■ TAREAS ASIGNADAS ■
(a) En el texto sobre la mirada de Jesús, sustituye "joven" por "muchacho" y copia el fragmento que se abre con las palabras que contienen "Después, se arrodilló" y se cierra con "prendado de él.".
(b) Según el texto sobre la mirada de Jesús, ¿qué nombre y qué rostro tiene la felicidad que buscamos?
(c) Continúa el texto sobre la mirada de Jesús a partir de su última frase.

■ DOCUMENTO FUENTE ■
Después, se arrodilló delante del Señor, añadiendo a esa prisa
de su llegada ese gesto propio de los que suplican.
Sin
embargo, aunque ese joven sea un reflejo en el que todos podemos vernos
proyectados, esta vez podemos fijarnos más concretamente en la actitud de
Jesús, para que sea su imagen la que ilumine esa búsqueda de la que venimos
hablando. En concreto, llama la atención y remueve el corazón leer esa
expresión escueta pero llena de contenido que nos ofrece san Marcos: Jesús
fijó en él su mirada y quedó prendado de él.
Por
desgracia, muchas personas siguen pensando que hace falta correr detrás de la
felicidad hasta alcanzarla, y no se dan cuenta de que no hace falta
perseguirla: la felicidad ha venido hasta nosotros, es ella la que corre detrás
de cada uno y simplemente espera que nos giremos y nos dejemos abrazar por
ella. Porque la felicidad se encarnó y se hizo Hombre: “La felicidad que
buscáis, la felicidad que tenéis derecho de saborear, tiene un nombre, un
rostro: el de Jesús de Nazaret”[1].

Filas de datos de anotación de cuadros
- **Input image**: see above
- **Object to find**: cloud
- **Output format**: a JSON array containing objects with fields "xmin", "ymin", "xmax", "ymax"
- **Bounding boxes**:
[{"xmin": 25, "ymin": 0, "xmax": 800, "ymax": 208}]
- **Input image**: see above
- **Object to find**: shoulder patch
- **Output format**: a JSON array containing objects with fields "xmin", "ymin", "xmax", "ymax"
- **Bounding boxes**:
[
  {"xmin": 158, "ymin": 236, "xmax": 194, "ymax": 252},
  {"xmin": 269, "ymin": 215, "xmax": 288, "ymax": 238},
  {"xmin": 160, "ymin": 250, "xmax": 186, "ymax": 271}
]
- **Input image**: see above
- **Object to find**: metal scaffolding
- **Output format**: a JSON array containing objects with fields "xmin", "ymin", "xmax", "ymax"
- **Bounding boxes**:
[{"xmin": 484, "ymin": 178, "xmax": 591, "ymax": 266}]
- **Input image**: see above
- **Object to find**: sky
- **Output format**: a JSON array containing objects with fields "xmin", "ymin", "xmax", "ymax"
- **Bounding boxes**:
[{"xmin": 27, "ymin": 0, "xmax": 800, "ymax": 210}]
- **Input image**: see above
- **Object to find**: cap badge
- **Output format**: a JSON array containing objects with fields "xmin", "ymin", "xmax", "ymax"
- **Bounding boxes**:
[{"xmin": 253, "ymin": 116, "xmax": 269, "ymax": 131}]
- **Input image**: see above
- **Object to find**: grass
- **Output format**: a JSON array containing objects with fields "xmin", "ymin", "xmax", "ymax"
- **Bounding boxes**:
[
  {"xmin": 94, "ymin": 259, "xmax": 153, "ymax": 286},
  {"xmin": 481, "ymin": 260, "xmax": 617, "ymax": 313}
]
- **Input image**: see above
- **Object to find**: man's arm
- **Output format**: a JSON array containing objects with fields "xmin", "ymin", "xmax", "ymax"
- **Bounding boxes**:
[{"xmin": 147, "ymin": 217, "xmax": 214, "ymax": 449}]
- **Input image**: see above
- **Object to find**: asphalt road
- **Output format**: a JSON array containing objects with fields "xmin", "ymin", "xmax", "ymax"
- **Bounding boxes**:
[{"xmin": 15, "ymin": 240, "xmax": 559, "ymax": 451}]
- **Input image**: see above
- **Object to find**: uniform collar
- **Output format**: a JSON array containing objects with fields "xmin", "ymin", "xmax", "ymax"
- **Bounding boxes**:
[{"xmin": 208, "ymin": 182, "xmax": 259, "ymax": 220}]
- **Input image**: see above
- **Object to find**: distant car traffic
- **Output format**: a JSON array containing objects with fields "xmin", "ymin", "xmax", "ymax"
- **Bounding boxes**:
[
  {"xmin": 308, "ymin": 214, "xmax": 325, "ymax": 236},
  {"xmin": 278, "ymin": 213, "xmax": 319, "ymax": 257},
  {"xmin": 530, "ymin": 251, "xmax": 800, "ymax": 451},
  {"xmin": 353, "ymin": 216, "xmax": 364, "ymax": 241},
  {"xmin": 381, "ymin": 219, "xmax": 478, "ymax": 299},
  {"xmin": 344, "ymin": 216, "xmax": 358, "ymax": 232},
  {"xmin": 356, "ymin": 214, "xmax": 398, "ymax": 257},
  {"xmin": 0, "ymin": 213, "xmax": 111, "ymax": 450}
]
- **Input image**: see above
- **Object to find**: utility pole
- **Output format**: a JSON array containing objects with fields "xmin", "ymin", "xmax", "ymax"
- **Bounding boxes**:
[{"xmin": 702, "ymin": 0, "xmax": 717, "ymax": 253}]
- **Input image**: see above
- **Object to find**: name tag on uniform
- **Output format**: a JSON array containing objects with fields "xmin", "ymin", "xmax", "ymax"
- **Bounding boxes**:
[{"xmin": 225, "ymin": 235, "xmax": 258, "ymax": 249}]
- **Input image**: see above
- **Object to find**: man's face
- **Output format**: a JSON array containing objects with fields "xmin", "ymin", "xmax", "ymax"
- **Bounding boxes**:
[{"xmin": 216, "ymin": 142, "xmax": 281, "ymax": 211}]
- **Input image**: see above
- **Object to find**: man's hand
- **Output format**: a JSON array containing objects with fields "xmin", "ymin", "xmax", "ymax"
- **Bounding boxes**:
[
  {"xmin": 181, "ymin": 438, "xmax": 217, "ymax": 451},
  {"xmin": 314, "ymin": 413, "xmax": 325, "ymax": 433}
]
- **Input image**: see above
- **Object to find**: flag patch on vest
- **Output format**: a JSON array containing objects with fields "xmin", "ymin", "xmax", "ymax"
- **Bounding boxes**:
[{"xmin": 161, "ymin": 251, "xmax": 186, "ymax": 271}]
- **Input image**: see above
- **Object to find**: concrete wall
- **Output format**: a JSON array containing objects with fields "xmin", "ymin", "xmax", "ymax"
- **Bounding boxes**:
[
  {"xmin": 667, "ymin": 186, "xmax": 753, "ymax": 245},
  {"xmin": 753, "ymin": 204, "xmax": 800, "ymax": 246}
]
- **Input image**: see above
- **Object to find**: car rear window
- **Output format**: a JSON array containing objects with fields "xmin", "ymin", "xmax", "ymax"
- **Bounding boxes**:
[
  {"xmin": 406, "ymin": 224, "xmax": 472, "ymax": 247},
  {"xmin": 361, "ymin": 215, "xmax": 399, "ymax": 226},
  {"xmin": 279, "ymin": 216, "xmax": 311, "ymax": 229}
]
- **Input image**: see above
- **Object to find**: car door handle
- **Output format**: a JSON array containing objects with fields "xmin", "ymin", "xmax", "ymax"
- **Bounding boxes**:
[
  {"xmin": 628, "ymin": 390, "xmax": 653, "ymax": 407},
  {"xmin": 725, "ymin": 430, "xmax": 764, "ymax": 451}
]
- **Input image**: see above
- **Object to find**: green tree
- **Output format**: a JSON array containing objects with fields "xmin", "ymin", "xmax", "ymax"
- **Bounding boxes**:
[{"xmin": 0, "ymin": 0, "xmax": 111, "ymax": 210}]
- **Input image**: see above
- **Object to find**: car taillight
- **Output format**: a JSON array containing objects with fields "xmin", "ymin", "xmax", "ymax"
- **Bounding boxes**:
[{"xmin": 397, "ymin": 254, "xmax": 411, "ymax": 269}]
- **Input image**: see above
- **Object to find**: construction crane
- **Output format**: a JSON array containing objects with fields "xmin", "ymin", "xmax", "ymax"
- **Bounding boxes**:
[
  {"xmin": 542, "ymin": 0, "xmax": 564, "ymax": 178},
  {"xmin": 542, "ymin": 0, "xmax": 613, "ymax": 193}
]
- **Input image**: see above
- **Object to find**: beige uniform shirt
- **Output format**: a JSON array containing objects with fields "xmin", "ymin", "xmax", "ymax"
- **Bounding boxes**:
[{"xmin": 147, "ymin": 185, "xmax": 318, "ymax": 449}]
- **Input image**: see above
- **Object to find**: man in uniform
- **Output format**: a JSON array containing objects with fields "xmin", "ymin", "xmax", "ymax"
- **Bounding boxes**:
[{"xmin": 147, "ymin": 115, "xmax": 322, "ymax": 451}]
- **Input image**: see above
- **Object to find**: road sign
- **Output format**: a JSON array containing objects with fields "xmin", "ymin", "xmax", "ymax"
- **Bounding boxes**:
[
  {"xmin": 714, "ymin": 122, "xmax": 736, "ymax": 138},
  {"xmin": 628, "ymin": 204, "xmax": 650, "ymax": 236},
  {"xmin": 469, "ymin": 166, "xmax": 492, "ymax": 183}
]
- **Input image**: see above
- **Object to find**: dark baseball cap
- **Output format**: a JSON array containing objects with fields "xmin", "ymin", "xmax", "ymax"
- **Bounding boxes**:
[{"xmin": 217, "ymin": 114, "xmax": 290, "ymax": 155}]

--

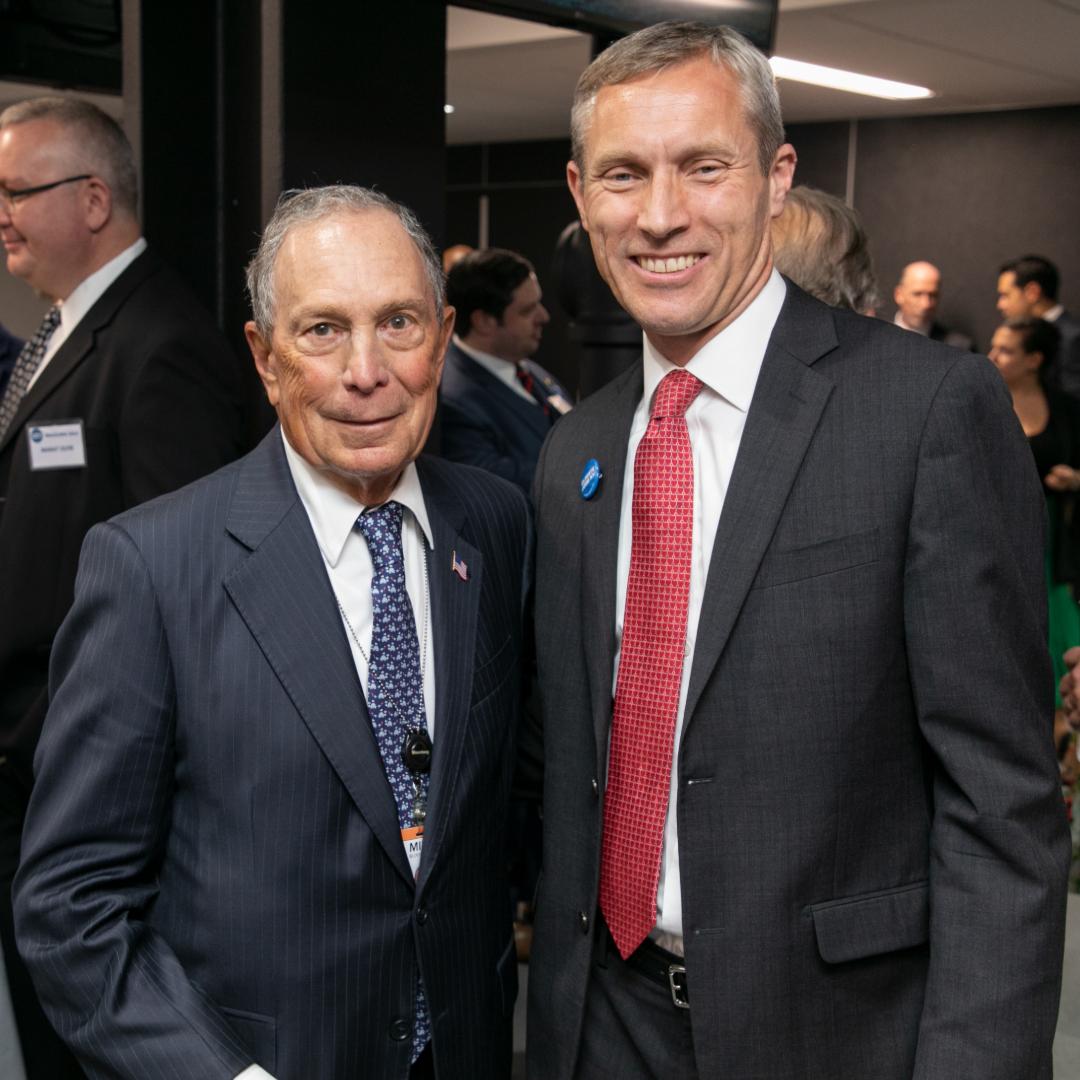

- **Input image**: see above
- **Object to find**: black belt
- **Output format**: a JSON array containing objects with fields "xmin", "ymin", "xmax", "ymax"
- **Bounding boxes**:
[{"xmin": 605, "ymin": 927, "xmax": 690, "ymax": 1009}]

==

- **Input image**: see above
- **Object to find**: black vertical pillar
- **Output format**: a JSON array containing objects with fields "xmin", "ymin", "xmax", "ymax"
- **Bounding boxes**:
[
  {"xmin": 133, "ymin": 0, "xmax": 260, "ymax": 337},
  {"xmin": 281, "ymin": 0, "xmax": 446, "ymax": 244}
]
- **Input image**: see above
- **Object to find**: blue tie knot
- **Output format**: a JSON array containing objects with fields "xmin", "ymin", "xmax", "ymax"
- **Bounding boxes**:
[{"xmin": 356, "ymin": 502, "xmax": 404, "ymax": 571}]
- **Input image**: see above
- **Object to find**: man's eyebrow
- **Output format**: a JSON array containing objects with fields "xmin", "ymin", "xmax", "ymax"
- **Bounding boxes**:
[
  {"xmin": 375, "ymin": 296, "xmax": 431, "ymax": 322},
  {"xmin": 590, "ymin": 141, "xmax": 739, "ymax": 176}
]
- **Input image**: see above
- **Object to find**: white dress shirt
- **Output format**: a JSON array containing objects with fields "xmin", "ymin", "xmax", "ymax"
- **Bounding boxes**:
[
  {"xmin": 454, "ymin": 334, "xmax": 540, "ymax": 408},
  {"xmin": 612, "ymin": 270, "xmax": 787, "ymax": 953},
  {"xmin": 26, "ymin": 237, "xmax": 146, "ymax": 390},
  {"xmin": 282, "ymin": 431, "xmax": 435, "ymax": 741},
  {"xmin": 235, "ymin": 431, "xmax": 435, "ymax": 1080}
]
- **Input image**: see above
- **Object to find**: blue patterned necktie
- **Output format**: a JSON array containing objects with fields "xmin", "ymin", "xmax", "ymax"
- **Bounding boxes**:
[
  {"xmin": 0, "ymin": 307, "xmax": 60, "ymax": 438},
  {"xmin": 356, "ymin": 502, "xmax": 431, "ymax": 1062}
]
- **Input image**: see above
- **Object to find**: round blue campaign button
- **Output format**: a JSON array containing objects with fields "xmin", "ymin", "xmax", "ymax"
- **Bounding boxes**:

■ RESULTADOS DEL EJERCICIO ■
(a)
Después, se arrodilló delante del Señor, añadiendo a esa prisa
de su llegada ese gesto propio de los que suplican.
Sin
embargo, aunque ese muchacho sea un reflejo en el que todos podemos vernos
proyectados, esta vez podemos fijarnos más concretamente en la actitud de
Jesús, para que sea su imagen la que ilumine esa búsqueda de la que venimos
hablando. En concreto, llama la atención y remueve el corazón leer esa
expresión escueta pero llena de contenido que nos ofrece san Marcos: Jesús
fijó en él su mirada y quedó prendado de él.

(b) El de Jesús de Nazaret.

(c)
Dios
nos ama tanto que a veces nos cuesta creerlo. Pero los gestos de Cristo en este
pasaje evangélico no dejan lugar a dudas: son los gestos de un enamorado.
El Señor
no tiene prisa con nosotros: tiene tiempo de fijar su mirada. Nosotros,
en cambio, tantas veces, tratamos a Jesús con prisa, porque estamos demasiado
ocupados buscando la felicidad allí donde no se encuentra.
El
Señor se deleita en nosotros: hasta el punto de que los testigos oculares de
esta escena reconocen en su mirada que quedó prendado de ese
joven anhelante de un sentido para su vida. El testimonio de la Sagrada
Escritura y de los santos es unánime en ese sentido: las delicias del Señor son
estar entre los hijos de los hombres, nos dice el libro de los Proverbios[2]; y san
Josemaría no duda en afirmar que la Trinidad se ha enamorado del hombre[3].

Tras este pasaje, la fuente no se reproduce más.